EXERCISE GOAL.
Give again, word for word, each line below starting at the one that contains "TARGET: white door" and ending at the one that contains "TARGET: stair nose".

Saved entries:
• • • • •

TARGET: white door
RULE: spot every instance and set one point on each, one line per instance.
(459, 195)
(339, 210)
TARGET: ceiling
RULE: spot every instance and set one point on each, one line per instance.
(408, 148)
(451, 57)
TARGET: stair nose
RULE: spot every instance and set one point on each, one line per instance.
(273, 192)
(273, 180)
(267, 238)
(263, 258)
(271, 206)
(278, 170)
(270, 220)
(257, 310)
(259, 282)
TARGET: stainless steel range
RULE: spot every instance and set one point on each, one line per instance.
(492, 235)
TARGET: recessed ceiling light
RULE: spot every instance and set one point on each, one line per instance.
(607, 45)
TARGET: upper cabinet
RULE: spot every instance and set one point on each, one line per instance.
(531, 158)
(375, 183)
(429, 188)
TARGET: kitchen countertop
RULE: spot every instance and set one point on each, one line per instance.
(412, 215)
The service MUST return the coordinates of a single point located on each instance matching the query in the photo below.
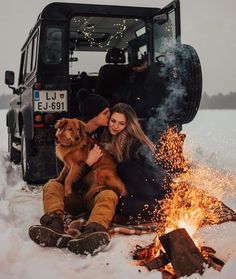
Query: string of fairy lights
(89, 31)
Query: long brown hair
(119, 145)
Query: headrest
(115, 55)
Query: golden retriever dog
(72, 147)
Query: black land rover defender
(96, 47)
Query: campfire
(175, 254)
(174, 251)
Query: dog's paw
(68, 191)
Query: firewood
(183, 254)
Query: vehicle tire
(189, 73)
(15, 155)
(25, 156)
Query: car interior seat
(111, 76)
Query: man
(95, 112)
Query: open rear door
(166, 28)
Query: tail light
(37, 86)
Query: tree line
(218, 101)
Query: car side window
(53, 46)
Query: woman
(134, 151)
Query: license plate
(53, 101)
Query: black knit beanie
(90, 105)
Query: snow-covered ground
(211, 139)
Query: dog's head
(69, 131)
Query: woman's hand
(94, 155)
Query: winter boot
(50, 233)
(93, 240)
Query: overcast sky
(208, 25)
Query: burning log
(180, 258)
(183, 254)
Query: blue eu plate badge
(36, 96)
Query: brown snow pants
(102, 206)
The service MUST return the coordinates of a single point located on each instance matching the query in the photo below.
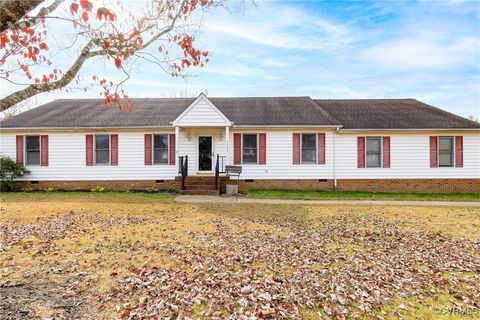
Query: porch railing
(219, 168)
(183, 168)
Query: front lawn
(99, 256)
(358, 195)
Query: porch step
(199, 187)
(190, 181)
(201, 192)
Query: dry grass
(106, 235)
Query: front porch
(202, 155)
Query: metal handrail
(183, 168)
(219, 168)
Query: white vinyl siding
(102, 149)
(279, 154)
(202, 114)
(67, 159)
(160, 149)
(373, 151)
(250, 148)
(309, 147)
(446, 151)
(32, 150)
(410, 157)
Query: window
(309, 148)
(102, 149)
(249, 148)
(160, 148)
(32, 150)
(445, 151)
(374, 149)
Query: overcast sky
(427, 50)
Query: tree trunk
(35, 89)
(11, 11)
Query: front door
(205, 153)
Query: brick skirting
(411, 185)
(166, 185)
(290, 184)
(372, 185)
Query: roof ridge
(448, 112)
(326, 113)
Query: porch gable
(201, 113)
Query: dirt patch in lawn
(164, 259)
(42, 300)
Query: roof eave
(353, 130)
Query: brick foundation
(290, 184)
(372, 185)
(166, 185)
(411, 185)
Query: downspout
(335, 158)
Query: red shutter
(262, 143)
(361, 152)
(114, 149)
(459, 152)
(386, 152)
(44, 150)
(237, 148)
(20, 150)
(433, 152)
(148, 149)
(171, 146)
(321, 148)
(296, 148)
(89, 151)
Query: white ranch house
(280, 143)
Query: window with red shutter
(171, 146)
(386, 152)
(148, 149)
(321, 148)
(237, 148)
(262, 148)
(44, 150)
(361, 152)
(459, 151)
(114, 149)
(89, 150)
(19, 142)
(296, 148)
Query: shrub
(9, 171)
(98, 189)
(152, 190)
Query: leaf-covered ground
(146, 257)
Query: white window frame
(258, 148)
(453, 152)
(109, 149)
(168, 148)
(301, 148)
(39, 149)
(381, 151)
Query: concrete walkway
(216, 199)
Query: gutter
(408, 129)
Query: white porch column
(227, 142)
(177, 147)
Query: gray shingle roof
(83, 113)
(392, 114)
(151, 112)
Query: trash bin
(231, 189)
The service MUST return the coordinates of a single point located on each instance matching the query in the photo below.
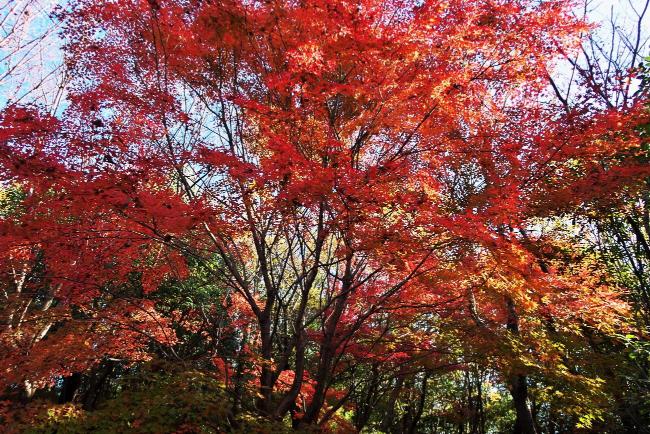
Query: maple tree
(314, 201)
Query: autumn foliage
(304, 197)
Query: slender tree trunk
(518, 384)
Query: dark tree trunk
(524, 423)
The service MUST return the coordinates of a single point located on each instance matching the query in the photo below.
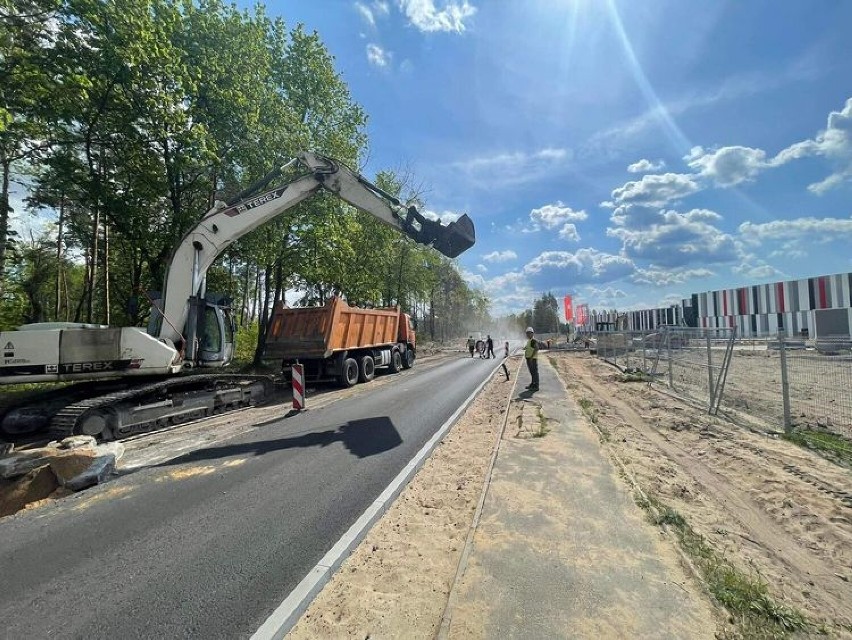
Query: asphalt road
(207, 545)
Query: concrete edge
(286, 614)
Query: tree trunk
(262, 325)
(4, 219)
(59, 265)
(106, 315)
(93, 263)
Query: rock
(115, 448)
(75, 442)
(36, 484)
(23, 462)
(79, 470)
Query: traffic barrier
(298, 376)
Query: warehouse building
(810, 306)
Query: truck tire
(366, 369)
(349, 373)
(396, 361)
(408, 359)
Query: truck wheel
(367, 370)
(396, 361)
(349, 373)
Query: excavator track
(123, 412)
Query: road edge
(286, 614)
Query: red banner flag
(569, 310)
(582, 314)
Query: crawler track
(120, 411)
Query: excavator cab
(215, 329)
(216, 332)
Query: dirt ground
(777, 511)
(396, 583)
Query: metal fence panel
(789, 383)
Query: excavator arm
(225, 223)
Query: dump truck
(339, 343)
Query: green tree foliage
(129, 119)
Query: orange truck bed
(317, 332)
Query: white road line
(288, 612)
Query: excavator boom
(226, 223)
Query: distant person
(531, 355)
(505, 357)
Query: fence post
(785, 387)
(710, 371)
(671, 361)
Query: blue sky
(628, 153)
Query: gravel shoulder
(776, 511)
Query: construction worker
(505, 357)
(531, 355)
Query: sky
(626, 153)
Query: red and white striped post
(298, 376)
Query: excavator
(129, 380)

• • • • •

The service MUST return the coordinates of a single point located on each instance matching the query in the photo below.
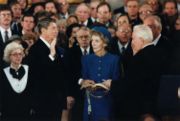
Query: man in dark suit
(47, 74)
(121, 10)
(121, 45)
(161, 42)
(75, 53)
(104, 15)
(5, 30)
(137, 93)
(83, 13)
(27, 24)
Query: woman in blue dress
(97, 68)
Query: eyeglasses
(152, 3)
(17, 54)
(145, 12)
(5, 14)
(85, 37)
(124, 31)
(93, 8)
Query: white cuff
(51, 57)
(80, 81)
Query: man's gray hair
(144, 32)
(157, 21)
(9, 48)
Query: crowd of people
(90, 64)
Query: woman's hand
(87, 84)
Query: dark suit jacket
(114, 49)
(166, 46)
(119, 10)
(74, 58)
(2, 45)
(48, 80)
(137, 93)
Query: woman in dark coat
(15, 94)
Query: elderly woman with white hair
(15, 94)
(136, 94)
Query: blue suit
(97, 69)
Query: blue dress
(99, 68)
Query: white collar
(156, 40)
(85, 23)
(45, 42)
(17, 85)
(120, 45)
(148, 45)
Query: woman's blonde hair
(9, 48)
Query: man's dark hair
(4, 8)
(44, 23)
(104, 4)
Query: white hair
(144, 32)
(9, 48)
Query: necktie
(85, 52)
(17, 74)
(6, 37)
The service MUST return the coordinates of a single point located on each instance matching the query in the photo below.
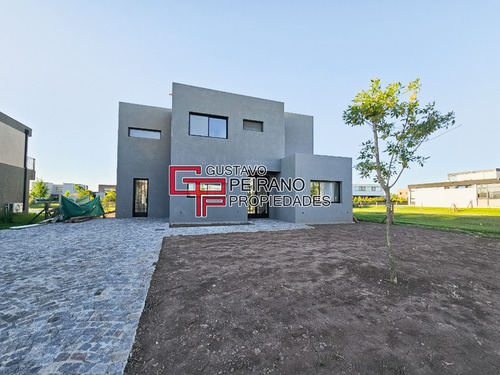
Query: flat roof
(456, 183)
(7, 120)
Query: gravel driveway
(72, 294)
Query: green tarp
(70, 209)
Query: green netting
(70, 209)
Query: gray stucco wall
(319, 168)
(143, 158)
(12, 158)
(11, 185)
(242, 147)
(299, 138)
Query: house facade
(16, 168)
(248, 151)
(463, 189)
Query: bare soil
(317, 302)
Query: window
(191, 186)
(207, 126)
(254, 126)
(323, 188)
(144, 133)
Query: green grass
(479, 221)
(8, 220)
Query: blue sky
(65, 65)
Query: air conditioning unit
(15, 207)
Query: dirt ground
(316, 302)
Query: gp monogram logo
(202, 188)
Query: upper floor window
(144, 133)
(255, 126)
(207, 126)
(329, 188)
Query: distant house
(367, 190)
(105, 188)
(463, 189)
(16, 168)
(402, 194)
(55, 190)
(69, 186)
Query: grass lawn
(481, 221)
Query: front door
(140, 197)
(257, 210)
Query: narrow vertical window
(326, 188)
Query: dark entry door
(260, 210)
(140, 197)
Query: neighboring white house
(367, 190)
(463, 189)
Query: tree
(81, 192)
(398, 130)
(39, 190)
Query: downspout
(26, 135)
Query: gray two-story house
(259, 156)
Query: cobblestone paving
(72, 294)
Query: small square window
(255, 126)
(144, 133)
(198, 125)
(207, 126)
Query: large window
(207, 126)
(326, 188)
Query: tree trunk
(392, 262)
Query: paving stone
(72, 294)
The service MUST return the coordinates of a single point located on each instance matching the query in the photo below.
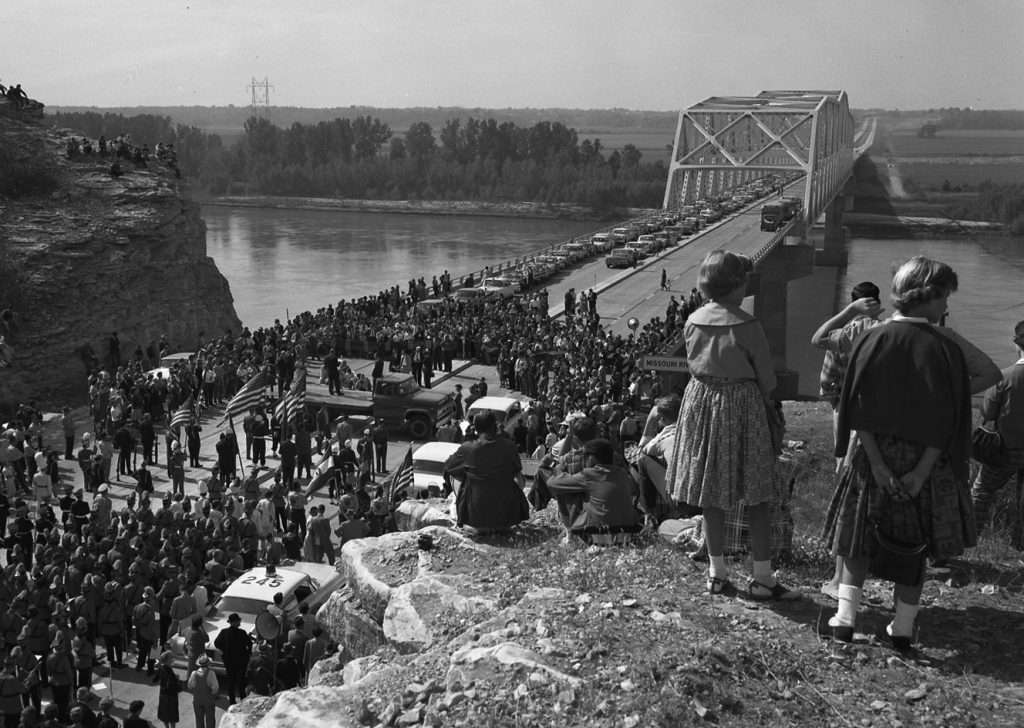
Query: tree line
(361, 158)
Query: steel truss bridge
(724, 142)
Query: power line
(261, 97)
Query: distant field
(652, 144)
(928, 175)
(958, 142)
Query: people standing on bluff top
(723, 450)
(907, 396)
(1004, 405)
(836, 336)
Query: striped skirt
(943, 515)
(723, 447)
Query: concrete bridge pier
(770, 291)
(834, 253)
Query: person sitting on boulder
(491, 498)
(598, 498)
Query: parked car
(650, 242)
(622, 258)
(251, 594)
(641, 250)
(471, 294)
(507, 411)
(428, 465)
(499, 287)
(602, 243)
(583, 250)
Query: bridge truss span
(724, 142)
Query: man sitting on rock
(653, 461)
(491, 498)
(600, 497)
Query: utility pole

• • • • •

RESULT.
TARGET: white door
RULE: spot every instance and set one point on each, one line per instance.
(459, 195)
(339, 210)
TARGET: ceiling
RULE: spot every instance and set one point on each, one line per instance.
(408, 148)
(451, 57)
TARGET: stair nose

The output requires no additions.